> _The task_
Going line by line through the entries below, tally those that hold the string "loose". Give only the total.

==== Extracted material

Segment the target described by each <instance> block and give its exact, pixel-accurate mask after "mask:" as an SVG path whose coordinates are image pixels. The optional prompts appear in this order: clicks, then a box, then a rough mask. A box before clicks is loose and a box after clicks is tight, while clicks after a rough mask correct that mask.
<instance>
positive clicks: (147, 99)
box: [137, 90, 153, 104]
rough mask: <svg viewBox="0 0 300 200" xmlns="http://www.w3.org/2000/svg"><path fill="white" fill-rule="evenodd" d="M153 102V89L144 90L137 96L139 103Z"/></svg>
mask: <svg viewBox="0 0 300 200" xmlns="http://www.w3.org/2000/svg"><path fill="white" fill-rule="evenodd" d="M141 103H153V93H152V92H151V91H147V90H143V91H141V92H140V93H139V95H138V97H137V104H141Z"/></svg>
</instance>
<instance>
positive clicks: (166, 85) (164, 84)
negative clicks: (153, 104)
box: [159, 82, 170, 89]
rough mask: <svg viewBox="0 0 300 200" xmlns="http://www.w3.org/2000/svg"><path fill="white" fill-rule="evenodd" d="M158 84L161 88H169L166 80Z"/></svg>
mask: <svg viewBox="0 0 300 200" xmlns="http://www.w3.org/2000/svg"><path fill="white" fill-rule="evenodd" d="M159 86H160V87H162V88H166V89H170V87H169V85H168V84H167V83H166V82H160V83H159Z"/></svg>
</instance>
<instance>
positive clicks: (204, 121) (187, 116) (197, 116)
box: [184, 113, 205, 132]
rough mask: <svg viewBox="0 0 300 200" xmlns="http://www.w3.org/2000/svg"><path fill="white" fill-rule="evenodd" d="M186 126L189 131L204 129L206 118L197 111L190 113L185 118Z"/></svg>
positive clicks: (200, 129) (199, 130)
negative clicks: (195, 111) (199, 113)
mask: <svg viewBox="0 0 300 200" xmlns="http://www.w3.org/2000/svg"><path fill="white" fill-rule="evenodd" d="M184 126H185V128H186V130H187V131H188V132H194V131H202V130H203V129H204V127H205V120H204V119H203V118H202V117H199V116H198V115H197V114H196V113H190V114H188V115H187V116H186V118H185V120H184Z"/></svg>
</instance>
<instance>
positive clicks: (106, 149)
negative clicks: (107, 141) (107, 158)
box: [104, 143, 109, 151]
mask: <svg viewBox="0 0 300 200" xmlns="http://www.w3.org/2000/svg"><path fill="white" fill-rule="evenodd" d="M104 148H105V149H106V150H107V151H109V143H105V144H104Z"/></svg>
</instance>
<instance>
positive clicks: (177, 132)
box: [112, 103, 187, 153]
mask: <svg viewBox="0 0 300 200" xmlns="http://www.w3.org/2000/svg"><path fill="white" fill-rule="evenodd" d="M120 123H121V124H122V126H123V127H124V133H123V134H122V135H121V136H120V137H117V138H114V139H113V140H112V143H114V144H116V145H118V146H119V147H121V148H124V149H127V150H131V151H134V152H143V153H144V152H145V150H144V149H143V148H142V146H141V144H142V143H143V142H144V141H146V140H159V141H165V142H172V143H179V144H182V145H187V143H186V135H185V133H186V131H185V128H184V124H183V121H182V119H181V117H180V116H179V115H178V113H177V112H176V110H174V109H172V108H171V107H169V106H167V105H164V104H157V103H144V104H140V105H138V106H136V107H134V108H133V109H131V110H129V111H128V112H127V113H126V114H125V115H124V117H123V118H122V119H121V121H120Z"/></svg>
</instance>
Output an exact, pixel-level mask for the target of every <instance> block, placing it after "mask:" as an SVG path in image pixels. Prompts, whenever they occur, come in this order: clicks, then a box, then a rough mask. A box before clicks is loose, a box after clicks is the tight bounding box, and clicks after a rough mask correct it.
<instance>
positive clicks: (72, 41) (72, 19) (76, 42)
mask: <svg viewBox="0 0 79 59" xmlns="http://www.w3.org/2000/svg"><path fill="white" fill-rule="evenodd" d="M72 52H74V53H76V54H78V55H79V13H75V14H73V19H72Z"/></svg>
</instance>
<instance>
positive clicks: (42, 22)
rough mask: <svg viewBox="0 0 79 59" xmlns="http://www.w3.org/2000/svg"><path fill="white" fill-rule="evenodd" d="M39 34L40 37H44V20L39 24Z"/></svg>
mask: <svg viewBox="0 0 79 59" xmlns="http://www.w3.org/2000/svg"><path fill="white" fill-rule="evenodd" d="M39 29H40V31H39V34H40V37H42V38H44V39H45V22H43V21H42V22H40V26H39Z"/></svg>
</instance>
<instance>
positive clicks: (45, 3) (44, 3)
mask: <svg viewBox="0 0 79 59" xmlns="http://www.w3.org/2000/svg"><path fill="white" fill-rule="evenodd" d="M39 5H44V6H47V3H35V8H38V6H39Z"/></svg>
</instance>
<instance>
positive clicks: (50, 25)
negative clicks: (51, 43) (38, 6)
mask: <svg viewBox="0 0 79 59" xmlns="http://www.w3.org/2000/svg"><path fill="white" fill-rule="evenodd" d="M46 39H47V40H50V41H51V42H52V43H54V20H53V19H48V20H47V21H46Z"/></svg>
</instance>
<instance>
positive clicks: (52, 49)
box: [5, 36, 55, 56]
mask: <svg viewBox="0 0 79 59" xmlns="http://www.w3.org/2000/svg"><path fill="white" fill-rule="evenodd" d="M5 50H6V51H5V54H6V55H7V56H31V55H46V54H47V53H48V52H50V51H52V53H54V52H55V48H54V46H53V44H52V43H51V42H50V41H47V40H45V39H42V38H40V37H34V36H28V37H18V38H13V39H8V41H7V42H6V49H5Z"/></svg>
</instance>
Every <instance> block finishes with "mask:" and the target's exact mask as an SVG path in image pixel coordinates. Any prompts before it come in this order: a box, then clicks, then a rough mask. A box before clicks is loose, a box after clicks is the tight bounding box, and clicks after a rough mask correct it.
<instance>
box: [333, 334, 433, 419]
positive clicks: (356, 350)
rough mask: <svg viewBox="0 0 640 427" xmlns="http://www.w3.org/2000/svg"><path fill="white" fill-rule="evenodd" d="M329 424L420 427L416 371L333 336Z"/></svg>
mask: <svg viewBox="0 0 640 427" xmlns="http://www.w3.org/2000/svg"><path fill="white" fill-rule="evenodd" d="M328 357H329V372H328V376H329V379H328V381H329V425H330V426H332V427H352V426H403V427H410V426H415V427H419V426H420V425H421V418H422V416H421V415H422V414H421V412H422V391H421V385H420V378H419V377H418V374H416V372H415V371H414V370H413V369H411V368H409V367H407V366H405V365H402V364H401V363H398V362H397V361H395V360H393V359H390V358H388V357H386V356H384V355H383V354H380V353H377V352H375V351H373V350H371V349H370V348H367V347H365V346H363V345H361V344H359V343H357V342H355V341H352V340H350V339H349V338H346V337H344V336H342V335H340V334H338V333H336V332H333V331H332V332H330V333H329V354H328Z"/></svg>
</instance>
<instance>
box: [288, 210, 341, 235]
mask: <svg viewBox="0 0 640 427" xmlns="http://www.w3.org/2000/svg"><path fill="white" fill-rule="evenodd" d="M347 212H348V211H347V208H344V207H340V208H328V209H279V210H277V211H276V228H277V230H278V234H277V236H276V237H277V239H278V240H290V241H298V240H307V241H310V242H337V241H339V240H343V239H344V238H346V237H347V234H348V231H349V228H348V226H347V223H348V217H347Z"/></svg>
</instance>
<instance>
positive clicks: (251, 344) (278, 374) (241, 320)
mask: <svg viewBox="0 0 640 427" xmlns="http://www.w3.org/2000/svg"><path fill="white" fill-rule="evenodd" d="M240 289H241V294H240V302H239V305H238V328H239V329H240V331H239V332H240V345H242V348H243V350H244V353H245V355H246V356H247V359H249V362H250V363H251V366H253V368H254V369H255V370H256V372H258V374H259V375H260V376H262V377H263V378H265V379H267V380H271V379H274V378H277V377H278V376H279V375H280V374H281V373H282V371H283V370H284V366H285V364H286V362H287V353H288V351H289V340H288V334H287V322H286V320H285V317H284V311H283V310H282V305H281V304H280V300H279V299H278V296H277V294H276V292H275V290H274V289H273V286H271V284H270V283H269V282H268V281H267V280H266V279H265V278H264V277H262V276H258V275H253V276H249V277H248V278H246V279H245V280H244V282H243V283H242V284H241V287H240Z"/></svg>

========

> _Reply_
3